WRITTEN PROBLEM => Repeat word for word the line with "A point falls on each instance of the white name" and every line after it until the records below run out.

Location labeling records
* START *

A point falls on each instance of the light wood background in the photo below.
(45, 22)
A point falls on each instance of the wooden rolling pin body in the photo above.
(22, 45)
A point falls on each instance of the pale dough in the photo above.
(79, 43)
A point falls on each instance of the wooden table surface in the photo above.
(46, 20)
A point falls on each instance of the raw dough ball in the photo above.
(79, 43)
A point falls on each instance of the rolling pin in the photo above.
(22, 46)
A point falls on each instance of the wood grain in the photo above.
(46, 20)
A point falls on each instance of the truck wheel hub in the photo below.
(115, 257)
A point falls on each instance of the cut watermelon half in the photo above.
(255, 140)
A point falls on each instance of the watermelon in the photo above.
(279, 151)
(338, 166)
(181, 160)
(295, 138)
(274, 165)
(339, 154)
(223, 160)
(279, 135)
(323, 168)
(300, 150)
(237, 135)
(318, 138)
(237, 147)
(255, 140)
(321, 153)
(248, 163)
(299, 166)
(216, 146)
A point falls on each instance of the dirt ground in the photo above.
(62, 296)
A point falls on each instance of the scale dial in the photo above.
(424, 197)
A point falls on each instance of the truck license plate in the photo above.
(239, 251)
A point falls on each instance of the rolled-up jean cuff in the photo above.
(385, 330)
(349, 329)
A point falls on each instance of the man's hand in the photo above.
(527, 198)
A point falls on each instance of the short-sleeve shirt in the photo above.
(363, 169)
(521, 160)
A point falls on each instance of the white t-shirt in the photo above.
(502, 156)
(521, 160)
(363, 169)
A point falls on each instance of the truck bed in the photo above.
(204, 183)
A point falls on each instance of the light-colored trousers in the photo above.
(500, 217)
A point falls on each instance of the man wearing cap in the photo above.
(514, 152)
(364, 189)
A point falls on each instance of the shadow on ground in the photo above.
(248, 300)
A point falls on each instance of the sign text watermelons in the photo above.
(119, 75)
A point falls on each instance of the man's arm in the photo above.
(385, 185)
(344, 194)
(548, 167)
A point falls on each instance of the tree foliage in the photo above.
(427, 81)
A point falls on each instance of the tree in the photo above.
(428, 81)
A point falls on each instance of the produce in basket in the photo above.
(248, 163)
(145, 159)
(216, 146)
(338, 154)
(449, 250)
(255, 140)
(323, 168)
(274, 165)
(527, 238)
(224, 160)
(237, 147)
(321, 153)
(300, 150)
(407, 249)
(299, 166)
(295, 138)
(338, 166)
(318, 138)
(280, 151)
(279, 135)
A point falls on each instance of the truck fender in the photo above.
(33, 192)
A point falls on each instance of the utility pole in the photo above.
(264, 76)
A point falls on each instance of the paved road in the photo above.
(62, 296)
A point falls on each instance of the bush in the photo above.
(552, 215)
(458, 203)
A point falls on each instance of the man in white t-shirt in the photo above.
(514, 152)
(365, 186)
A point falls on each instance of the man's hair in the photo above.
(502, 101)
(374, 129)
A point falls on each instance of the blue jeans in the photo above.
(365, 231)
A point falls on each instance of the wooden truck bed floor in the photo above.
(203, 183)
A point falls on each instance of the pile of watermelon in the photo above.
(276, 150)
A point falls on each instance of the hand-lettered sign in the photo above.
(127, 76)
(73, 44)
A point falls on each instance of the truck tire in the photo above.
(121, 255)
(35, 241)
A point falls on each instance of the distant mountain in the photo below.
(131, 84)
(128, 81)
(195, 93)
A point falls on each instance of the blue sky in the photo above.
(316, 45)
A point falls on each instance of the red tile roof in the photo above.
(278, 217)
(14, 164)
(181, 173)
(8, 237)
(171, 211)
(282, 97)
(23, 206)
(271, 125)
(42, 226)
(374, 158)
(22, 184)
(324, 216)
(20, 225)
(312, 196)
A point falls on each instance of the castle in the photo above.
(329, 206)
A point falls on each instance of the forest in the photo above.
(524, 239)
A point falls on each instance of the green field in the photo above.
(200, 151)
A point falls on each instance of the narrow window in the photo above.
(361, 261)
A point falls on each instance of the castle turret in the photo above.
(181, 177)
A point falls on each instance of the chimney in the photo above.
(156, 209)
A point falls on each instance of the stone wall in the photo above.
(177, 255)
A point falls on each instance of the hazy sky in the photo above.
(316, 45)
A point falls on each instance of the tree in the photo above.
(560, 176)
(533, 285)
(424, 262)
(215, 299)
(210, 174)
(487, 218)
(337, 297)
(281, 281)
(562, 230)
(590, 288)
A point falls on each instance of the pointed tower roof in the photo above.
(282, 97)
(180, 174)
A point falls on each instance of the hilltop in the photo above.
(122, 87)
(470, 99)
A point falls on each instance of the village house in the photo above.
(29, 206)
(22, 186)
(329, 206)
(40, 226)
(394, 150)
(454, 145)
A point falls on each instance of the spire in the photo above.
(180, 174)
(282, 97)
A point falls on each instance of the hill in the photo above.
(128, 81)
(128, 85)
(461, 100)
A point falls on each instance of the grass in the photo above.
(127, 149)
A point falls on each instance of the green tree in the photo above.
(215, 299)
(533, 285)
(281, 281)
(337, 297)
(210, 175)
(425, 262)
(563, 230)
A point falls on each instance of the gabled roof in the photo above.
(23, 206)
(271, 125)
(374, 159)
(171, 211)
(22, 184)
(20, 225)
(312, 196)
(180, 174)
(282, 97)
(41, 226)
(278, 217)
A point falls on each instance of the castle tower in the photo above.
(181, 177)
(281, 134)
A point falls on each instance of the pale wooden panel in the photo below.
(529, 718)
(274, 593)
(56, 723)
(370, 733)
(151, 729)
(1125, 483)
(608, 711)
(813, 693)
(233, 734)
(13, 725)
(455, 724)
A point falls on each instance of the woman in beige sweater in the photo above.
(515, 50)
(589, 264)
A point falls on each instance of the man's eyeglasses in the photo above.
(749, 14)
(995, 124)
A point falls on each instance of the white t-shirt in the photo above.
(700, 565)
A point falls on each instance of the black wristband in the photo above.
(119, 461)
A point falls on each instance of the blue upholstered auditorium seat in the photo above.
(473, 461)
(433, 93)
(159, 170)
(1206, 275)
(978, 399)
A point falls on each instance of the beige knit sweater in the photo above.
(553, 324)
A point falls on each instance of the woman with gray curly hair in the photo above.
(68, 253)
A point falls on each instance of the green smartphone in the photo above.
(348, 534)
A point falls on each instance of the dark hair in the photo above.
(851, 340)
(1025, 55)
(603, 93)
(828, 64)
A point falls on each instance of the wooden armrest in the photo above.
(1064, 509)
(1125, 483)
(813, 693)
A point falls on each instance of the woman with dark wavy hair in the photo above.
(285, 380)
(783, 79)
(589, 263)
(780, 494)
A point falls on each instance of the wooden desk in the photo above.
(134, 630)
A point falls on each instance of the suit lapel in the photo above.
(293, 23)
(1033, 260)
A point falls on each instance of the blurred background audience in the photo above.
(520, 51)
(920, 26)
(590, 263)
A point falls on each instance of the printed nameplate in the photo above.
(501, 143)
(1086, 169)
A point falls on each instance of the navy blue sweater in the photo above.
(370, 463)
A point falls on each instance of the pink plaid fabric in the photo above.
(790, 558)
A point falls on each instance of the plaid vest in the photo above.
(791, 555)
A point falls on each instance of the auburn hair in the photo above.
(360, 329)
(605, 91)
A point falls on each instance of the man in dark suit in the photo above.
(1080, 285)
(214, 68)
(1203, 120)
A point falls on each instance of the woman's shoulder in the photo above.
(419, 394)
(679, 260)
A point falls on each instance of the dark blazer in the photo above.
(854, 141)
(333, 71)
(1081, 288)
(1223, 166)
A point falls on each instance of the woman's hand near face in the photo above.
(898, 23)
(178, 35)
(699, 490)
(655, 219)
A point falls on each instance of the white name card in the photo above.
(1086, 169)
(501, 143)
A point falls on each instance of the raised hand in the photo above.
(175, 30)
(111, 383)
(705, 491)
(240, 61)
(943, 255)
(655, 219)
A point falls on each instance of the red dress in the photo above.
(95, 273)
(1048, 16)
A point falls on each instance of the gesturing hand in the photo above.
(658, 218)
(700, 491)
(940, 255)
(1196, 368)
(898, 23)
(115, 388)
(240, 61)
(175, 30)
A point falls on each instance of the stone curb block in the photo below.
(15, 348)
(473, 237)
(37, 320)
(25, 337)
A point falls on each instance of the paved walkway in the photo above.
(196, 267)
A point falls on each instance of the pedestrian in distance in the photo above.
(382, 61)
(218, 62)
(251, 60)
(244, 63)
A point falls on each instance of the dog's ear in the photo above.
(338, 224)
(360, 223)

* END *

WRITTEN ANSWER =>
A point falls on each instance of the white name card in the photo above.
(1086, 169)
(501, 143)
A point falls on each instance of the raised hand in the photo above.
(175, 30)
(111, 383)
(705, 491)
(240, 61)
(943, 255)
(655, 219)
A point falls on each instance of the red dress in the photo above.
(95, 273)
(1048, 16)
A point falls on each instance of the gesturing hand in the photo above.
(658, 218)
(700, 491)
(940, 255)
(1196, 368)
(898, 23)
(115, 388)
(240, 61)
(175, 30)
A point falls on each instance of the stone curb block in the photo below.
(15, 348)
(473, 237)
(37, 320)
(25, 337)
A point falls on each instance of the paved walkway in the photo above.
(196, 267)
A point falls on each instance of the pedestrian in distance in the photo above.
(382, 61)
(218, 62)
(251, 60)
(244, 63)
A point falls on each instance of the dog's ear in the photo above.
(338, 224)
(360, 223)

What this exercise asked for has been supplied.